◆ Stated goal
Starting with the line that contains "Tag one spot per instance of the horse's mane", copy every line through the end of the data below, exactly and with nothing added.

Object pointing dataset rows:
◇ ◇ ◇ ◇

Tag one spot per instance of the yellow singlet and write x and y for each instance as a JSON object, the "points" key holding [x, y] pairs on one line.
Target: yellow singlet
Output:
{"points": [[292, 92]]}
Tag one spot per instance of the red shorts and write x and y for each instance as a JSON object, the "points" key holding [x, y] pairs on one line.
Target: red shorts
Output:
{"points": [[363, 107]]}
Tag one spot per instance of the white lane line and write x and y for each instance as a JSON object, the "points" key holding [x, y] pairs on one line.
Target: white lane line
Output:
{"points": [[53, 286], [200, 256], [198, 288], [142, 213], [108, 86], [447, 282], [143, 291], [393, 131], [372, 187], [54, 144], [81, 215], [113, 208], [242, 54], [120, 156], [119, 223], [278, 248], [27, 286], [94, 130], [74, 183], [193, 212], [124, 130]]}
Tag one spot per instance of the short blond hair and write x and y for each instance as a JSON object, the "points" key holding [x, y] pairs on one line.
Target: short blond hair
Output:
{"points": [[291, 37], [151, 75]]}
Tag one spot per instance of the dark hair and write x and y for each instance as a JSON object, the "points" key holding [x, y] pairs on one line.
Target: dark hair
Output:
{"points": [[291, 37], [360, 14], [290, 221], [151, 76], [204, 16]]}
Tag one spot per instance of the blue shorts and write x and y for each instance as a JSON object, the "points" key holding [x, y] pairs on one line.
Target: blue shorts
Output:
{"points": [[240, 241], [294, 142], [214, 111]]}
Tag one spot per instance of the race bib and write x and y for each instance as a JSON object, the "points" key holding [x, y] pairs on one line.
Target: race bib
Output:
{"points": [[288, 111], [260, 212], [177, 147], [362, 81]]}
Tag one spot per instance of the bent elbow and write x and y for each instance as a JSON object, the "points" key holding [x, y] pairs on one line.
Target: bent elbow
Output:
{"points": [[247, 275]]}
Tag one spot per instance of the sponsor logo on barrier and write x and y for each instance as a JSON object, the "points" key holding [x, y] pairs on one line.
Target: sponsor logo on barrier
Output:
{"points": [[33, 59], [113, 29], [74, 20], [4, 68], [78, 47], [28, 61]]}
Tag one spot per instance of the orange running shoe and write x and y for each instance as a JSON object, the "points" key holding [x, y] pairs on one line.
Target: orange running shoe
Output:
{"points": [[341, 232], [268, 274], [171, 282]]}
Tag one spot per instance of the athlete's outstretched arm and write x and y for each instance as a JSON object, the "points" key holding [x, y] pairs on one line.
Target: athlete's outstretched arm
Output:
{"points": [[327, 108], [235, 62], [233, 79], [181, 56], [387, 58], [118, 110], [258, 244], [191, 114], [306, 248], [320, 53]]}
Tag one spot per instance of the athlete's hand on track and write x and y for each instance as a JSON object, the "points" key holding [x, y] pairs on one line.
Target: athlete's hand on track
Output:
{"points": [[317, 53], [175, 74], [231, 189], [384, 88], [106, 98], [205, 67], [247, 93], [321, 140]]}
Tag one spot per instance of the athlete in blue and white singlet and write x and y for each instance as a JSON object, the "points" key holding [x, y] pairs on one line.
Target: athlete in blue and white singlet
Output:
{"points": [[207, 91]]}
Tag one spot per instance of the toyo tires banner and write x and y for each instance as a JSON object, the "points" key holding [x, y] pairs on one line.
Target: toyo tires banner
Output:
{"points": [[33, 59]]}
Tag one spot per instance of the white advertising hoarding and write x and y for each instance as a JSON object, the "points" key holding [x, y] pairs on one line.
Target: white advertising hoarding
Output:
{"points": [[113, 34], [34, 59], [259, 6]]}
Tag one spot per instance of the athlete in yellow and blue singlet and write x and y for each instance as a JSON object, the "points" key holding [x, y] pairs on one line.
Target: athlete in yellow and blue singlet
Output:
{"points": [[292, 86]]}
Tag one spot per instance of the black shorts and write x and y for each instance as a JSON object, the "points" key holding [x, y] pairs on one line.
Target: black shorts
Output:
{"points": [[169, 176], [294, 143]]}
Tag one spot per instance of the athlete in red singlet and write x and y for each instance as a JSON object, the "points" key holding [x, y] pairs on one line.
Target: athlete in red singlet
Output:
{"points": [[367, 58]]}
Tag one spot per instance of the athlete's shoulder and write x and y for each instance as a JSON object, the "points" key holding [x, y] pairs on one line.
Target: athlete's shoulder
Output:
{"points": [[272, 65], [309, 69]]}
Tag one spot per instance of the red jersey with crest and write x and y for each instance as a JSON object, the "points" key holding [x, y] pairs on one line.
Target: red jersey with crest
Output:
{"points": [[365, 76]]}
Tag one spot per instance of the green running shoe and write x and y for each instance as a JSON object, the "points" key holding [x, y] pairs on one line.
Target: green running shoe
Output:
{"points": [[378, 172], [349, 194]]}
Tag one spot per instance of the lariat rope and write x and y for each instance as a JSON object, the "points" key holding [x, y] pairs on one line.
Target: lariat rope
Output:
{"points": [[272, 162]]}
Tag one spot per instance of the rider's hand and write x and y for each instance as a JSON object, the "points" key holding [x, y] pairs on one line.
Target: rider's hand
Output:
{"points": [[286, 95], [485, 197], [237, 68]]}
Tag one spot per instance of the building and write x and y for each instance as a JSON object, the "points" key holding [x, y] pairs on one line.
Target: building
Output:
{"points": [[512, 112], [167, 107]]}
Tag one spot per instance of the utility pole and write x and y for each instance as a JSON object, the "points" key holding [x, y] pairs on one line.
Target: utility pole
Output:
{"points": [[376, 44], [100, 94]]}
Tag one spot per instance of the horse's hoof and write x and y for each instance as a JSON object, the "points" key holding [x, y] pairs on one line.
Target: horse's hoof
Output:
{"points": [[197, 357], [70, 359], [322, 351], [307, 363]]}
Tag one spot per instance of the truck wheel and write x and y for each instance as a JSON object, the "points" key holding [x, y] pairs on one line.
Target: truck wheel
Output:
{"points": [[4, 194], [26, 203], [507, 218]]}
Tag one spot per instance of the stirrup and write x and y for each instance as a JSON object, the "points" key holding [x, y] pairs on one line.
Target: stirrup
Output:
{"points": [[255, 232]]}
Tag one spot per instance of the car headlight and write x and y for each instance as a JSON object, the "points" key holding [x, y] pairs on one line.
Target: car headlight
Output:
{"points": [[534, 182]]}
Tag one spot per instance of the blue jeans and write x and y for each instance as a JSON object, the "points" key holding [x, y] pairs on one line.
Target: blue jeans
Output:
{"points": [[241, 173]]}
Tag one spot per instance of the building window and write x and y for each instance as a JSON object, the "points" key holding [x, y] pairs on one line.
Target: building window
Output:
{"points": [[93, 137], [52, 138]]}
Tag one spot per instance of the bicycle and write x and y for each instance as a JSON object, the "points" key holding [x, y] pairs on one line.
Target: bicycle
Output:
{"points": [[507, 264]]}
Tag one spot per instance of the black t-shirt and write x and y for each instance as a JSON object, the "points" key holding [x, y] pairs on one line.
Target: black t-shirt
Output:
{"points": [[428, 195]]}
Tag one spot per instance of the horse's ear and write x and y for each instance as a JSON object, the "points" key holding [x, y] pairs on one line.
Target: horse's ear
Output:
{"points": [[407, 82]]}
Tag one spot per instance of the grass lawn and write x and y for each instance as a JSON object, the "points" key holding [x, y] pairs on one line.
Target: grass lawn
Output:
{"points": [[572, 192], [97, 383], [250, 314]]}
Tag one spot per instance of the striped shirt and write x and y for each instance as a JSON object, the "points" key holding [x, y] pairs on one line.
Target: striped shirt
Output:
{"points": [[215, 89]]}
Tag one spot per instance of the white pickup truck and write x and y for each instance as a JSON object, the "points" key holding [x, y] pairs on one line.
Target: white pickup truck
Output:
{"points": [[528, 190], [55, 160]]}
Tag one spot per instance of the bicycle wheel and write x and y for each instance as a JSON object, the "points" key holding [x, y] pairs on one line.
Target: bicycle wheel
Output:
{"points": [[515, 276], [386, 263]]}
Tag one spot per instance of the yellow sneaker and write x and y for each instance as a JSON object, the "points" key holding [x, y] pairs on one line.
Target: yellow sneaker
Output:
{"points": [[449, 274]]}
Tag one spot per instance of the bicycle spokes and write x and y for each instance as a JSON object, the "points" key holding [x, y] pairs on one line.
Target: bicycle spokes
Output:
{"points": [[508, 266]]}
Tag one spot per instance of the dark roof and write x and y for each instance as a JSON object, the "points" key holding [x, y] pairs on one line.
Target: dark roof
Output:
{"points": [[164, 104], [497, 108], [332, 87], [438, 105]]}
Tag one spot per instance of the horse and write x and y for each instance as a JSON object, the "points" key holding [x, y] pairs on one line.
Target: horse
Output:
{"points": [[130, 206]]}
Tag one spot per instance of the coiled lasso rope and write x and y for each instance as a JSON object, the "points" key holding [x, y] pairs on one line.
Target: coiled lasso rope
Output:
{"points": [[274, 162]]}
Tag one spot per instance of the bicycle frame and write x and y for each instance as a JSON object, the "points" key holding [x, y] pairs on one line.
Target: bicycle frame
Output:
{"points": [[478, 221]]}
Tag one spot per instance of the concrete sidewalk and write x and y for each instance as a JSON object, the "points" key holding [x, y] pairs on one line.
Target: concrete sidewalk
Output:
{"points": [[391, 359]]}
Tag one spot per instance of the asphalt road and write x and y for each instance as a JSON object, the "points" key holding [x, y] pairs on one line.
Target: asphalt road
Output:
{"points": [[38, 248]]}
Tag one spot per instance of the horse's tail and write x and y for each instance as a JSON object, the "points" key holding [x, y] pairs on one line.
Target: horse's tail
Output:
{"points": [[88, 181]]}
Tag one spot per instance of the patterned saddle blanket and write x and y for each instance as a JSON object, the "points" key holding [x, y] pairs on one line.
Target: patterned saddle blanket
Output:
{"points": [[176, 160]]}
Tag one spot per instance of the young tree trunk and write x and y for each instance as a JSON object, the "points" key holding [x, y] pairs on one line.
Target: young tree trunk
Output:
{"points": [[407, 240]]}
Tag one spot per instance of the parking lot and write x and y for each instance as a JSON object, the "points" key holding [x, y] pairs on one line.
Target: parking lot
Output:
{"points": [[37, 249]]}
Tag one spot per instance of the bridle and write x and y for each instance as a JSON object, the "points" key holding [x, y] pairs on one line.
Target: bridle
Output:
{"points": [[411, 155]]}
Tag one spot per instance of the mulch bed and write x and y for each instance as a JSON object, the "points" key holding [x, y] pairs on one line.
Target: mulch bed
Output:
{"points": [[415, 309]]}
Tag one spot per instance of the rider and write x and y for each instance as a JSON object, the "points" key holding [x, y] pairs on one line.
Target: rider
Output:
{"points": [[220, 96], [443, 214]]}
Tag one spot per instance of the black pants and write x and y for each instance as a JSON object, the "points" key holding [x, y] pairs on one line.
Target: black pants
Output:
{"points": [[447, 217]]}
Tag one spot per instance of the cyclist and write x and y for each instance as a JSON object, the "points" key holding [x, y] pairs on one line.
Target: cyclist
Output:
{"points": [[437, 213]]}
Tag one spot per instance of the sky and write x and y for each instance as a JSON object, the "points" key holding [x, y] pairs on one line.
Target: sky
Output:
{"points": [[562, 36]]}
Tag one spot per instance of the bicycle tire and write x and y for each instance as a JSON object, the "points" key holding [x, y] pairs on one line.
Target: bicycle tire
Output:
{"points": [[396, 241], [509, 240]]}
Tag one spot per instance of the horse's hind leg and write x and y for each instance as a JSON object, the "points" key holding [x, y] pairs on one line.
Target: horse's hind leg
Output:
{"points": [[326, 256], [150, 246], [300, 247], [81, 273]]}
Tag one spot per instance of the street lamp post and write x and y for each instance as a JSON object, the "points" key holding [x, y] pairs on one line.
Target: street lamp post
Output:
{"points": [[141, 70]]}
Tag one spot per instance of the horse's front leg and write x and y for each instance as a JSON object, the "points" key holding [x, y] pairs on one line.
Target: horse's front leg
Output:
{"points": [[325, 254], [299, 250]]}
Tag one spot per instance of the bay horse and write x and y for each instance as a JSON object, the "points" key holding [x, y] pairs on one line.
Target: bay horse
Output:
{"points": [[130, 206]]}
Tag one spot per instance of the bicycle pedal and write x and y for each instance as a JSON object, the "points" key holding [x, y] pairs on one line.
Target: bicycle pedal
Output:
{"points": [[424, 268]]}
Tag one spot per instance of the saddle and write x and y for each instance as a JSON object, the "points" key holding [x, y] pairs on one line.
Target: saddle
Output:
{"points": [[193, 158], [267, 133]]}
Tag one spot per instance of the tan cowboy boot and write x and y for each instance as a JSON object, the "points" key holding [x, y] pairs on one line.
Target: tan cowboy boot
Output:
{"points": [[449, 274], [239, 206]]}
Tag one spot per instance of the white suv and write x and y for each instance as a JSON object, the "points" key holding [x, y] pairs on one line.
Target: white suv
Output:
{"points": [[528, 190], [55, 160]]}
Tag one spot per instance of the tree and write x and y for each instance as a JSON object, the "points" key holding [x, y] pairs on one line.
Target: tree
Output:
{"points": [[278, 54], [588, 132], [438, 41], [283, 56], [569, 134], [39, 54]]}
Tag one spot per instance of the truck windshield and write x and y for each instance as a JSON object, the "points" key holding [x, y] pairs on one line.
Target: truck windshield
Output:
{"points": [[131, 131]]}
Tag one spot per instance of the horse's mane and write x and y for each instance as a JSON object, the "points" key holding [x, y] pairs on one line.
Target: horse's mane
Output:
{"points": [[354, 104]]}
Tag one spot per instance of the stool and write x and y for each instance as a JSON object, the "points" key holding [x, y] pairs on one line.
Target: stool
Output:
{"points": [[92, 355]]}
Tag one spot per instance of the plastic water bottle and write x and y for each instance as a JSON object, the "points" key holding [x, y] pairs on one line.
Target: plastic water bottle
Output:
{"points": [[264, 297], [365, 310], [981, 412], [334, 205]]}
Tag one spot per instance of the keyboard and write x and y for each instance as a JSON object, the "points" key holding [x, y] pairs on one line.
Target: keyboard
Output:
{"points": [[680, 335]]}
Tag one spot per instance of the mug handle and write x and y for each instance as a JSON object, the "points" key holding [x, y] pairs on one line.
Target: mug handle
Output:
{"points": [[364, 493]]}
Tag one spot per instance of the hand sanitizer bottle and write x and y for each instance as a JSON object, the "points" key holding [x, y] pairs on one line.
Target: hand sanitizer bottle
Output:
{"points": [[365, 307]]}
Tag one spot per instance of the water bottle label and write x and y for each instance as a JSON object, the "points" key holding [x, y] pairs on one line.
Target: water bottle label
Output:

◇ ◇ ◇ ◇

◆ Reply
Tag one spot per instance of the horse's mane and write x and y for each instance as a JSON object, the "points" key holding [x, y] pairs on one line.
Target: horse's mane
Output:
{"points": [[354, 104]]}
Tag one spot per instance of the stool and write x and y for each instance as a JSON object, the "points" key holding [x, y] pairs on one line.
Target: stool
Output:
{"points": [[92, 355]]}
Tag one spot per instance of the plastic water bottle and write x and y for each instance as a JSON object, the "points" key holding [x, y] pairs on one line.
Target: plastic water bottle
Output:
{"points": [[264, 297], [365, 310], [981, 412], [334, 205]]}
Tag one spot per instance of the keyboard and write x and y for each instance as a JSON object, the "points" key holding [x, y] pairs on one line.
Target: keyboard
Output:
{"points": [[680, 335]]}
Tag one spot per instance of the mug handle and write x and y for each instance as a JSON object, the "points" key holding [x, y] pairs on one line.
Target: mug handle
Output:
{"points": [[364, 493]]}
Tag one spot per instance of the hand sanitizer bottle and write x and y for each instance as a JSON object, the "points" key holding [x, y] pairs on one line.
Target: hand sanitizer bottle
Output:
{"points": [[365, 307]]}
Tag one spot per instance of the water bottle label and write x and y for each instance as a JSON object, the "points" key holding [x, y] pairs on one line.
Target: water bottle label
Output:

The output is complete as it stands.